* [Passage given]
Team Castro

On Saturday, May 9, Robbie Greenblum and Jaime Castillo ran into each other at the victory celebration for newly elected Mayor Julián Castro.

Castillo arrived at the campaign headquarters in his capacity as a columnist for the Express-News and Greenblum, a local immigration attorney, was “just there for the party.”

Greenblum and Castillo have been friends for years, developing a bond as Castillo covered local politics and Greenblum served on the boards of the San Antonio Hispanic Chamber of Commerce, the San Antonio Free Trade Alliance, and the Anti-Defamation League, among others. They chatted and joked freely on election night, but a week later they would have a much more weighty discussion. This was a scheduled meeting at Greenblum’s office and it concerned the two men leaving their private-sector jobs and leaping into the unknown as part of Castro’s new team.

By the time Castillo headed to Greenblum’s office, Greenblum had already accepted Castro’s offer to serve as mayoral chief of staff, and Castillo needed to make a quick decision whether or not he wanted to be the new mayor’s communications director.

It wasn’t an easy call. Castillo would not only have to accept a pay cut, he would be walking away from what colleagues often describe as the best editorial gig at San Antonio’s daily
newspaper.

* [Tasks to perform]
**A.** List the boards that the Team Castro article names Greenblum as having served on.
**B.** Carry on the Team Castro article with the next part after its final sentence.

Pointing and labeling entries:
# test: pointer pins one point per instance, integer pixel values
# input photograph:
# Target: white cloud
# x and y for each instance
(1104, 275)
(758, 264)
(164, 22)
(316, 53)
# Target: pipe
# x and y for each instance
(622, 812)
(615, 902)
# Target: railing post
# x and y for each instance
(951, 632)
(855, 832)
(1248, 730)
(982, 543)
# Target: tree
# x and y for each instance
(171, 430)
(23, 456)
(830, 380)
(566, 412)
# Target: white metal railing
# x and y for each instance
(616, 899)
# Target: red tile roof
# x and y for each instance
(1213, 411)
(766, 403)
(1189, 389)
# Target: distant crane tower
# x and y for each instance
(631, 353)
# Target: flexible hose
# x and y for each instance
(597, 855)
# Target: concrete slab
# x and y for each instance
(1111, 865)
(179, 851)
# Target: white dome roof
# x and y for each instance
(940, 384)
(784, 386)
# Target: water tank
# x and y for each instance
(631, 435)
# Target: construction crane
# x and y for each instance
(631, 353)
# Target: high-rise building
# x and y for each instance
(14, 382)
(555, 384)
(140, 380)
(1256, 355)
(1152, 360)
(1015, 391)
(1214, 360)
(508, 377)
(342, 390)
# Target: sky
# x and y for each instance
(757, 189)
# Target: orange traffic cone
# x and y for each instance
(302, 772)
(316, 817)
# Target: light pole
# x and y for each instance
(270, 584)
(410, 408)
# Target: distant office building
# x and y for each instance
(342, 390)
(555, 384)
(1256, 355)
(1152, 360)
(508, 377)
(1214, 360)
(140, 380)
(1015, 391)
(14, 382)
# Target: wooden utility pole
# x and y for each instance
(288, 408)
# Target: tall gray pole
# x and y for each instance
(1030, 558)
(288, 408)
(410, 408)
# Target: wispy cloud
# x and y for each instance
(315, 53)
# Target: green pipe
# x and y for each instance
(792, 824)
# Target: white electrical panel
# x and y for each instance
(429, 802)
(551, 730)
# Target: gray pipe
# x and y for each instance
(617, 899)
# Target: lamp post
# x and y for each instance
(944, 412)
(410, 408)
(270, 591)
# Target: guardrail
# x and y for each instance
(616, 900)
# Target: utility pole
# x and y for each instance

* [Answers per task]
**A.**
San Antonio Hispanic Chamber of Commerce
San Antonio Free Trade Alliance
Anti-Defamation League

**B.**
“I had the job that for all intents and purposes was the pinnacle of journalism, so I was not on the market, per se,” Castillo says. “So it did matter who was doing the asking, because I wouldn’t have done it for anybody else.

“The night I slept on it and I woke up, I basically distilled it down to: If I don’t do this, and two years from now the guy is rising up, and, God forbid some other things happen at the paper in the meantime — in terms of the economy and what’s going on with the industry in general — I would think, ‘God, what an opportunity I missed.’”

On a smaller scale, it’s reminiscent of the moment that John Kennedy asked Robert McNamara, the newly installed president of Ford Motor Company, to serve as Secretary of Defense. McNamara knew he’d be taking on bigger burdens for much smaller pay, but he reluctantly agreed on the basis that duty was calling and he had a chance to be part of something special.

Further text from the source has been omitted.